Records from a data collection
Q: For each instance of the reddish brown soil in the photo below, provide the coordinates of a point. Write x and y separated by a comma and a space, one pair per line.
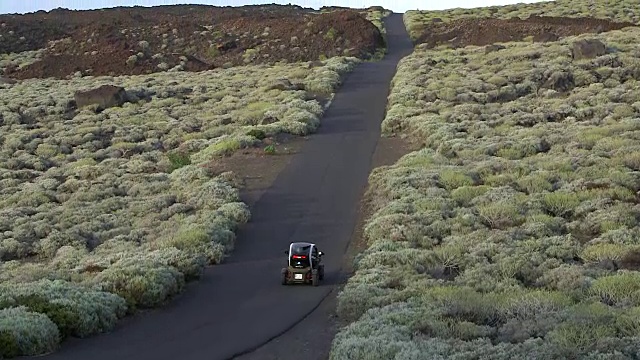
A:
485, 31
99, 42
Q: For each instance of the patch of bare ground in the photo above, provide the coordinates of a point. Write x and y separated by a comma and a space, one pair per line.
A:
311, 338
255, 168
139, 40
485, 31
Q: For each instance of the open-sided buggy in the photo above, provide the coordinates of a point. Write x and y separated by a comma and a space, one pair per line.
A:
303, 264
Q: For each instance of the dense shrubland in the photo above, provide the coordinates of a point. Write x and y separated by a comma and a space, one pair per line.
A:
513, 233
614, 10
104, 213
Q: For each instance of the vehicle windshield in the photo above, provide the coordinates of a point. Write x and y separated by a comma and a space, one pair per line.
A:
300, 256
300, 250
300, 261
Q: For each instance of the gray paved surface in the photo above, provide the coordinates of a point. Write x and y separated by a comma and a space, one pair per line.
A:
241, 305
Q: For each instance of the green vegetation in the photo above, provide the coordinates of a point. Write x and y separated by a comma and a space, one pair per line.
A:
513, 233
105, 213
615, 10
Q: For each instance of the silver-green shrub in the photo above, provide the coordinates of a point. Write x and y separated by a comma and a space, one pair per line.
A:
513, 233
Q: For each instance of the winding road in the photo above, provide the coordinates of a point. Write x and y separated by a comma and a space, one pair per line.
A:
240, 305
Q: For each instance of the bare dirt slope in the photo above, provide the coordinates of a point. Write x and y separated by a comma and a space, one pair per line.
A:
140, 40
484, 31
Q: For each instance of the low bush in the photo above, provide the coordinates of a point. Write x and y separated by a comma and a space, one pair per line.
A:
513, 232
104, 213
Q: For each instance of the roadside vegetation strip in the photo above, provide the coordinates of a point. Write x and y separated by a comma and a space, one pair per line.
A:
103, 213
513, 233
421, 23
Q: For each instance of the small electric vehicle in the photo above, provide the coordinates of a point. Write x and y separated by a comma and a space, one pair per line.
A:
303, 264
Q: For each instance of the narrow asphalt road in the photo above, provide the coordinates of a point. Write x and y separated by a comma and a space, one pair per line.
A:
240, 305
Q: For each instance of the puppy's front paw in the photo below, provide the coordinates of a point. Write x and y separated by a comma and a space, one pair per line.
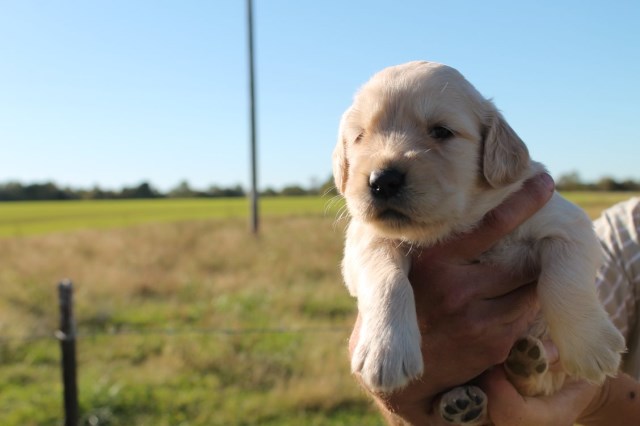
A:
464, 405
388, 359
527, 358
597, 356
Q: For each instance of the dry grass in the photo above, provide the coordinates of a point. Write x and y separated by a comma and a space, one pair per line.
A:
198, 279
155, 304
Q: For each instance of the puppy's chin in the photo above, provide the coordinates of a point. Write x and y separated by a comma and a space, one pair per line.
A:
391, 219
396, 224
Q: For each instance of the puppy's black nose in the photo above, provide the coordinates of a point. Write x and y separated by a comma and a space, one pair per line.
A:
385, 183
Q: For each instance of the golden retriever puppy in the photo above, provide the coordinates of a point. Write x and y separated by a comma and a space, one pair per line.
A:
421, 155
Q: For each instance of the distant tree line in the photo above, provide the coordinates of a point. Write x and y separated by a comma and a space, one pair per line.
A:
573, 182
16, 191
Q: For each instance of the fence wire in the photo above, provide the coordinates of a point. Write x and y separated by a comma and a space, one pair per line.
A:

--- BRIEF ---
Write out the material above once more, exactly as it reads, with no pictures.

--- RESPONSE TO THIS TASK ---
Q: For each instance of the reddish brown soil in the photo below, provide the coordinates of a point. Write x and y separated by a comma and a space, one pair per line.
A:
485, 31
99, 42
Q: For each instance of the patch of bare ground in the photo above, provide the coordinates of a point. Write x and y separated by a comma and a space, one pair per line.
A:
311, 338
255, 168
139, 40
485, 31
Q: For each instance of the open-sided buggy in the photo above, provide the coordinates of a point. Write x and y separated by a comma and a space, one pair per line.
A:
303, 264
Q: For each instance of the dense shrubland in the photo above, provide the coordinates of a point. Write x and y separated by a comma and a space, one pair per line.
A:
513, 233
614, 10
104, 213
Q: For each instance of the vehicle windshield in the photo above, provide the coordinates of a point. Write x and y separated by a comma and a space, one pair per line.
A:
300, 256
300, 250
300, 261
Q: For each instance of the gray paved surface in the photo above, provide the coordinates of a point. Write x and y separated by a comma and a space, one pair per line.
A:
241, 305
Q: For each instance of the green vegetation in the photo above, provide the coordinates of a point. Write x and y separated by a comma and a space, one pair per line.
A:
513, 233
105, 213
615, 10
Q: For each instance of the silver-green shrub in the photo above, provide the coordinates of a point. Write x and y separated by a comma and a space, one pair per line.
A:
513, 233
Q: For each instance of the winding road in the photo above, provide the coordinates of a point. Write x and y separated by a comma and a space, one pair per line.
A:
240, 305
Q: For each instance of the bare dirt slope in the photo above, provide the coordinates of a point. Write x and y separated by a comma and a space, one pair per line.
A:
140, 40
484, 31
Q: For each instance of the low bush in the photo above, provide the coordinates of a point. Write x and y separated by a comma and a space, one pair per line.
A:
513, 232
104, 213
Q: For each instance of the roadside vegetation strip in the photo above, provide the coordinates of a point. Write x and y separated by a comma and a space, one pair per line.
A:
103, 213
513, 233
421, 23
Q: For each instance of the small electric vehicle in the photo above, provide the coordinates of a point. Write x and y separated by a comma and a space, one pair per line.
A:
303, 264
Q: For each instance of the narrow asphalt road in the photo above, provide the coordinates of a point. Write x and y separated by a comma and a space, one pair per line.
A:
240, 305
Q: For each instance of the puppy's front paw in the photo below, provide the coordinates of a point. Write x and y separated by a comma and a space, one pair per line.
A:
464, 405
388, 359
527, 358
597, 356
Q: For each instance of the dry grass in the photo above, provide the coordinates of a point. Write x and y separated by a comma and a space, one pair per line.
A:
198, 279
155, 304
Q: For each instance of the puppy's chin in the photo above, provide the coordinates of a point. Write x and y separated by a comma and a space, one pair per line.
A:
391, 219
396, 224
Q: For each instance of the puppy's black nose in the photo above, provide the coordinates of a point. Write x and y separated by a comma and a space, one pair per line.
A:
385, 183
Q: For each instance of the golden retriever puppy in the photo above, provide the coordinates of a point. Write x and y separated by a comma and a space, one pair per line.
A:
421, 155
Q: For each instance of the distant tree line in the photo above, provide the coordinates of a point. Write x and y separated by a comma and a space, one pair per line.
A:
573, 182
16, 191
Q: For each instance of the fence wire in the photo above, provide the coordinates of a point. Write x and y separated by a comma and a space, one pair per line.
A:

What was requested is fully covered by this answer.